TRECHO PARA LEITURA =
Seu título oficial é Diabo, mas ele tem vários nomes: Satanás, Lúcifer, Belial ou Belzebu. Nos primeiros séculos do cristianismo houve pouca necessidade de se fazer representações desse personagem na arte religiosa. Nessa fase inicial, os cristãos consideravam os deuses pagãos, a exemplo do grego Pã, como demônios. Doenças, desastres naturais, guerras e tudo o que de ruim existisse era culpa deles.
Foram necessárias algumas centenas de anos até que Satanás surgisse na arte ocidental. Essas primeiras representações tinham muitas semelhanças com os deuses pagãos, a exemplo das pernas de cabra de Pã e os pelos faciais de Bes, uma divindade egípcia.
Diabo humano
Edin Sued Abumanssur, professor de Teologia e Ciências da Religião da Pontifícia Universidade Católica de São Paulo (PUC-SP), em entrevista à BBC, destaca que até o século XI, a figura do Diabo era quase sempre representada com características humanas.
(Fonte: Mystic Post/ Reprodução)
Segundo o professor, ao longo dos séculos, é evidente existir uma relação entre questões sociais, interesses diversos, política e a maneira como Satanás é representado.

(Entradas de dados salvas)
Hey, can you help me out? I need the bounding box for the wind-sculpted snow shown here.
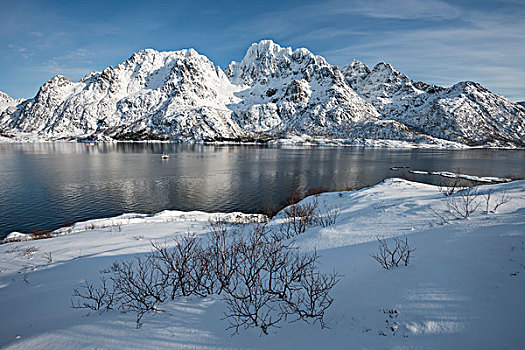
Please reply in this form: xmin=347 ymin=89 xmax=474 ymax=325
xmin=0 ymin=40 xmax=525 ymax=147
xmin=343 ymin=61 xmax=525 ymax=147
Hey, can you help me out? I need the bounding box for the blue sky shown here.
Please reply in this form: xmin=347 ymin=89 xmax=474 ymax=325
xmin=0 ymin=0 xmax=525 ymax=101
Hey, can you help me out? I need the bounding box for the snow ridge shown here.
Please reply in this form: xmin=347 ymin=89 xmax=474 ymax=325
xmin=0 ymin=40 xmax=525 ymax=147
xmin=343 ymin=61 xmax=525 ymax=147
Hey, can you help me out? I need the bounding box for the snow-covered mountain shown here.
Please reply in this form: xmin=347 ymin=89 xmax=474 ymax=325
xmin=0 ymin=49 xmax=246 ymax=140
xmin=0 ymin=40 xmax=524 ymax=146
xmin=343 ymin=61 xmax=525 ymax=147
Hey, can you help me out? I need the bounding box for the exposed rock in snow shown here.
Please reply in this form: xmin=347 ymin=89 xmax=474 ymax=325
xmin=343 ymin=61 xmax=525 ymax=147
xmin=0 ymin=40 xmax=525 ymax=147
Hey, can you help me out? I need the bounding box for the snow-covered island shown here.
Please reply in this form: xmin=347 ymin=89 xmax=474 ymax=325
xmin=0 ymin=179 xmax=525 ymax=349
xmin=0 ymin=40 xmax=525 ymax=148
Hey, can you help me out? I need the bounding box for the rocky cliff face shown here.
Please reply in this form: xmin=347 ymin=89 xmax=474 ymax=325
xmin=343 ymin=61 xmax=525 ymax=147
xmin=0 ymin=40 xmax=524 ymax=146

O QUE FAZER =
1. Transcreva do texto sobre a representação do Diabo o trecho que vai de "Seu título oficial" até "uma divindade egípcia.".
2. De acordo com o texto sobre a representação do Diabo, até que século essa figura era quase sempre retratada com características humanas?

RESPOSTAS POR TAREFA =
1.
Seu título oficial é Diabo, mas ele tem vários nomes: Satanás, Lúcifer, Belial ou Belzebu. Nos primeiros séculos do cristianismo houve pouca necessidade de se fazer representações desse personagem na arte religiosa. Nessa fase inicial, os cristãos consideravam os deuses pagãos, a exemplo do grego Pã, como demônios. Doenças, desastres naturais, guerras e tudo o que de ruim existisse era culpa deles.
Foram necessárias algumas centenas de anos até que Satanás surgisse na arte ocidental. Essas primeiras representações tinham muitas semelhanças com os deuses pagãos, a exemplo das pernas de cabra de Pã e os pelos faciais de Bes, uma divindade egípcia.

2. Até o século XI.